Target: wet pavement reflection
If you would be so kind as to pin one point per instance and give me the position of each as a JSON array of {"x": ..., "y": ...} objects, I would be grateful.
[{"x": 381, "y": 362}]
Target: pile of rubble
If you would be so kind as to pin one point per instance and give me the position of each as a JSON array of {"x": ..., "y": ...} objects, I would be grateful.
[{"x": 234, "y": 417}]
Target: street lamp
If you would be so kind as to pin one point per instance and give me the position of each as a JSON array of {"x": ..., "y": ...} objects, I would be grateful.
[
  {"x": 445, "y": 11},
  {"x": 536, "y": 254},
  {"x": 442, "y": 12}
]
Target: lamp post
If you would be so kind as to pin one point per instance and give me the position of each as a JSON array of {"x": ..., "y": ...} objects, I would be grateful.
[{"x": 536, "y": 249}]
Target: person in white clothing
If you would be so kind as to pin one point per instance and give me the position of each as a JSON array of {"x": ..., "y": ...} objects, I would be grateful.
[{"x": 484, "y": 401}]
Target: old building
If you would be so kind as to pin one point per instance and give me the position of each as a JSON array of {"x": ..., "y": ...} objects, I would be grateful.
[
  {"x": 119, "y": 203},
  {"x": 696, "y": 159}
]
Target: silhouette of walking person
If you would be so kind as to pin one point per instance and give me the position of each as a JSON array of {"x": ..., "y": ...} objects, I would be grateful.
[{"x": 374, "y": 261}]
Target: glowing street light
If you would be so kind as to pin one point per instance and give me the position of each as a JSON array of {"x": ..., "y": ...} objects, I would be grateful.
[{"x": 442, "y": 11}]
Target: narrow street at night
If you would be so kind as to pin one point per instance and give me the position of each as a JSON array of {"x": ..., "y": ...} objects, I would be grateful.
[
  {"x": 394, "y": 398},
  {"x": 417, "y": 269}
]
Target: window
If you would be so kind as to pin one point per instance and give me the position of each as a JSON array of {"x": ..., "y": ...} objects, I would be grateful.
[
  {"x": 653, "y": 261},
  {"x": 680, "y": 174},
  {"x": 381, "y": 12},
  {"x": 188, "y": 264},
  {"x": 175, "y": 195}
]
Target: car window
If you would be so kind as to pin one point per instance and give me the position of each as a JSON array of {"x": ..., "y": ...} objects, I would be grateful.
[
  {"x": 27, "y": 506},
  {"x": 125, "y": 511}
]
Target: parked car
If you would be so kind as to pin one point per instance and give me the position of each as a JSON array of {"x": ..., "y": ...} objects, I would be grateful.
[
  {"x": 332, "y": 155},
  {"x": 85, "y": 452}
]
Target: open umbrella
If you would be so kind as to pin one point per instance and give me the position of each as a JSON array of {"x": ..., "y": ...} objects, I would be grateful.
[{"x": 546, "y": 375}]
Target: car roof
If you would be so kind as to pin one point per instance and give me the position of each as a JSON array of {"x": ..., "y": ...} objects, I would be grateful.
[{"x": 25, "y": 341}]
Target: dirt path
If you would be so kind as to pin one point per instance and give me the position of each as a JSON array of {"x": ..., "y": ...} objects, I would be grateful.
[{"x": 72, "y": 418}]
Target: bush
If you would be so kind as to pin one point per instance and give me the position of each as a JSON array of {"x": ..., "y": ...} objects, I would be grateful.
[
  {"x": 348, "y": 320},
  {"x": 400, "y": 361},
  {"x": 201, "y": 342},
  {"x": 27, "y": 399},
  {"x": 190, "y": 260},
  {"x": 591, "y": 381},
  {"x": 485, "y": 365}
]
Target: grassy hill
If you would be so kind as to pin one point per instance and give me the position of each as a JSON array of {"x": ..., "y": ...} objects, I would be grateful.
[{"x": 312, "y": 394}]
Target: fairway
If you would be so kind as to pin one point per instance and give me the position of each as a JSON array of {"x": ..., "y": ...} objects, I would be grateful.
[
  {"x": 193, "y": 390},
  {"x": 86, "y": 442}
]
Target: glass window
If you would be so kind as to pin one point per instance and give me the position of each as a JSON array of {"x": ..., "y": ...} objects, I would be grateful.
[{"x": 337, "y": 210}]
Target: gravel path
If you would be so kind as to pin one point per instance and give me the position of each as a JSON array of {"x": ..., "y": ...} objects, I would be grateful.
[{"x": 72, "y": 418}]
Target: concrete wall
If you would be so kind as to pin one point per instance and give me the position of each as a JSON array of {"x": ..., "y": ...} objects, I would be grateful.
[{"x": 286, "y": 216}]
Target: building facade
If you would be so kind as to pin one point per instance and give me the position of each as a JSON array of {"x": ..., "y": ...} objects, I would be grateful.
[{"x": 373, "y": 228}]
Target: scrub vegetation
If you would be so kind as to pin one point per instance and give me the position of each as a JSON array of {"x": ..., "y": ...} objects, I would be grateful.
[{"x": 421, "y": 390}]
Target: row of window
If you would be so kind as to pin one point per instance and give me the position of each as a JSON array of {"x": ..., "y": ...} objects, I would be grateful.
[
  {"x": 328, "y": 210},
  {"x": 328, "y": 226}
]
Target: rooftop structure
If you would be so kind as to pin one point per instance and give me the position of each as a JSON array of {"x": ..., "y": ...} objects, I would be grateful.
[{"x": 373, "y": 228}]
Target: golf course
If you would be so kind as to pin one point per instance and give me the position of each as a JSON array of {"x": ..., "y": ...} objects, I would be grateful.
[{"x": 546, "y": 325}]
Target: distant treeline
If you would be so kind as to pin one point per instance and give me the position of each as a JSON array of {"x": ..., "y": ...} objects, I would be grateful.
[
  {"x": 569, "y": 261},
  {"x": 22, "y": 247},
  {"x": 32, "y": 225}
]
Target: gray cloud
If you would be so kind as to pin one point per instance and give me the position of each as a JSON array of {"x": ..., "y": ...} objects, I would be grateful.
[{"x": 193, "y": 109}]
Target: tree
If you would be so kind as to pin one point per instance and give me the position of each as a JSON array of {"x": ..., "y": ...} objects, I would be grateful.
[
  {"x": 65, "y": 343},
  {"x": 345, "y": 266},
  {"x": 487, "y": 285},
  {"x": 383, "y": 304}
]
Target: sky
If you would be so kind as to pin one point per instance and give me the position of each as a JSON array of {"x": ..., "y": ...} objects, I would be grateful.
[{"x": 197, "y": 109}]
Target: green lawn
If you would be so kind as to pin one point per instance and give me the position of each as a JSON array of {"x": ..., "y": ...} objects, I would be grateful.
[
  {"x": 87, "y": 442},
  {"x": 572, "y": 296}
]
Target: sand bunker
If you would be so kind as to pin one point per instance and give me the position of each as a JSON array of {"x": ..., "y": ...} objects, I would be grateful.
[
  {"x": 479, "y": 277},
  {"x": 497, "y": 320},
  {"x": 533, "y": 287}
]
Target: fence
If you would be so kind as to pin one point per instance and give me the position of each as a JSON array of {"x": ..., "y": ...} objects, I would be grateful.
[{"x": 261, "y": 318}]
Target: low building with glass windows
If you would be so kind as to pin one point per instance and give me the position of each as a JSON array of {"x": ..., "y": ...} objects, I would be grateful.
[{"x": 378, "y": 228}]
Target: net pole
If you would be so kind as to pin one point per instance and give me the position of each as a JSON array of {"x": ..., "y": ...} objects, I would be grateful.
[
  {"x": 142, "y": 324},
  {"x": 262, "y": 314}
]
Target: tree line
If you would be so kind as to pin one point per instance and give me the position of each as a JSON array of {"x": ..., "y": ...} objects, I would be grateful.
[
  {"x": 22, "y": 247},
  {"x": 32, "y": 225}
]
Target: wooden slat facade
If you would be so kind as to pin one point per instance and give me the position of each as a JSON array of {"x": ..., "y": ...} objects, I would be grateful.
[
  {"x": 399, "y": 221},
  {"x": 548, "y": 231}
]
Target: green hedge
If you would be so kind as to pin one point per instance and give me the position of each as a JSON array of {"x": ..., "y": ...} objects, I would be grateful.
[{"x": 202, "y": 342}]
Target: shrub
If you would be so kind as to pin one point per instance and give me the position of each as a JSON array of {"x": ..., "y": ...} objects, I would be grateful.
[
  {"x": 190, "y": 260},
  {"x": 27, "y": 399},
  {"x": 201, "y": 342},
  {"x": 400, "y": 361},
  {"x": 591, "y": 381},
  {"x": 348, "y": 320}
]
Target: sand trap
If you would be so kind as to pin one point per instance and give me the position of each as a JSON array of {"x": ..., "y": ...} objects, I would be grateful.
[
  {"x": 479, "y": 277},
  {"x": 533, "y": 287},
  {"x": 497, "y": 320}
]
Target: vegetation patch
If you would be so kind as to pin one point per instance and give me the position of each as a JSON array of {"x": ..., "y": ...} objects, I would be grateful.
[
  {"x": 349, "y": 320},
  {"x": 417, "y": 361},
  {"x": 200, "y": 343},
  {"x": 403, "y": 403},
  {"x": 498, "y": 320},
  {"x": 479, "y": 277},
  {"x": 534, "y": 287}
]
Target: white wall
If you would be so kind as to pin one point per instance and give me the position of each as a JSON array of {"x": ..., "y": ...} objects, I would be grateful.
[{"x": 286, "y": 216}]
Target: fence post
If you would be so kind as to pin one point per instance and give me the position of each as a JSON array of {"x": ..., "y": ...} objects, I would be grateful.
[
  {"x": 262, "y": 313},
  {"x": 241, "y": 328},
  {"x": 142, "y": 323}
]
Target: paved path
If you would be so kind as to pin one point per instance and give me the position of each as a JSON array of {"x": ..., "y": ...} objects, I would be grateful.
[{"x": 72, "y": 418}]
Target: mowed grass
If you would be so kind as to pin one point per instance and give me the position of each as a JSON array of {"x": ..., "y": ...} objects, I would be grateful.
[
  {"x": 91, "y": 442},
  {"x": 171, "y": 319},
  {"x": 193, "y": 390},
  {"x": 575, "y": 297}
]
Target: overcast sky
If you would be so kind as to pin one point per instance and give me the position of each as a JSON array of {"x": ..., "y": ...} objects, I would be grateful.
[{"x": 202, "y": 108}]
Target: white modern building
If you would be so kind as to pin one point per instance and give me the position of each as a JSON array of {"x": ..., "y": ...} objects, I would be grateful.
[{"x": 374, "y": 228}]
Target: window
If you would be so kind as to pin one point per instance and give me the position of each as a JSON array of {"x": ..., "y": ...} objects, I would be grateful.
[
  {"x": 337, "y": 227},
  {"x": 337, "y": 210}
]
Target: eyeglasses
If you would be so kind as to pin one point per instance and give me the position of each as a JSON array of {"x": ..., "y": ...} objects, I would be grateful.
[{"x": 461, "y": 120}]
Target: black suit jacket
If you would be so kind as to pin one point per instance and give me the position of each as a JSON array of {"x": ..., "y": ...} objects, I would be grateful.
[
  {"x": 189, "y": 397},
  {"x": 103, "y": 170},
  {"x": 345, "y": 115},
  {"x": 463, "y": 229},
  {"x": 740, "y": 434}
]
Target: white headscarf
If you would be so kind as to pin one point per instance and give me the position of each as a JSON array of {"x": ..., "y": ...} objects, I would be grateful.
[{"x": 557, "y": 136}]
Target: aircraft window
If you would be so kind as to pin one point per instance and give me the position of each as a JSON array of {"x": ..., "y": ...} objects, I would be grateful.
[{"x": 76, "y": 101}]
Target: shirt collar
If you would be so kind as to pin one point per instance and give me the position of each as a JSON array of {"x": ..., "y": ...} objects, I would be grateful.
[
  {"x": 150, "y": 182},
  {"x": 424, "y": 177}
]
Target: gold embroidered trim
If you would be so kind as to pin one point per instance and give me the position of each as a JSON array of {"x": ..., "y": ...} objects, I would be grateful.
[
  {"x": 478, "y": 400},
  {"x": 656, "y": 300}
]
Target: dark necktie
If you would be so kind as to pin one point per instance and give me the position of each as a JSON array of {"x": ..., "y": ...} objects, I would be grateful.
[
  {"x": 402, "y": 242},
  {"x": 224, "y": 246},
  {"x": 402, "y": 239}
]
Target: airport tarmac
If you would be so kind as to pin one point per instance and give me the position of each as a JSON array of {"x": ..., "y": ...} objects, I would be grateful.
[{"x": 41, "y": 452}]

◇ ◇ ◇ ◇ ◇ ◇ ◇

Exercise:
All lines from the one containing "Target: shirt collar" through the final line of the listing above are to be reproduced exactly; include both and add nothing.

Exercise result:
Target: shirt collar
If you would be so kind as to pin one point per instance and give me the position of each as a JSON array of {"x": ..., "y": ...} objects, I would be grateful.
[
  {"x": 150, "y": 182},
  {"x": 424, "y": 177}
]
Target: gold embroidered trim
If you would be so kind as to pin one point per instance and give me the position of each as a JSON array of {"x": ..., "y": ...} objects, I would be grateful.
[
  {"x": 478, "y": 400},
  {"x": 656, "y": 300}
]
Target: dark necktie
If you would be so kind as to pin one point per instance and give me the position of each as a JSON array of {"x": ..., "y": ...} objects, I would be grateful.
[
  {"x": 402, "y": 242},
  {"x": 224, "y": 246},
  {"x": 402, "y": 239}
]
Target: airport tarmac
If you would be so kind as to pin one point per instance and give me the position of each as a JSON array of {"x": ..., "y": ...} objects, I would be grateful.
[{"x": 41, "y": 452}]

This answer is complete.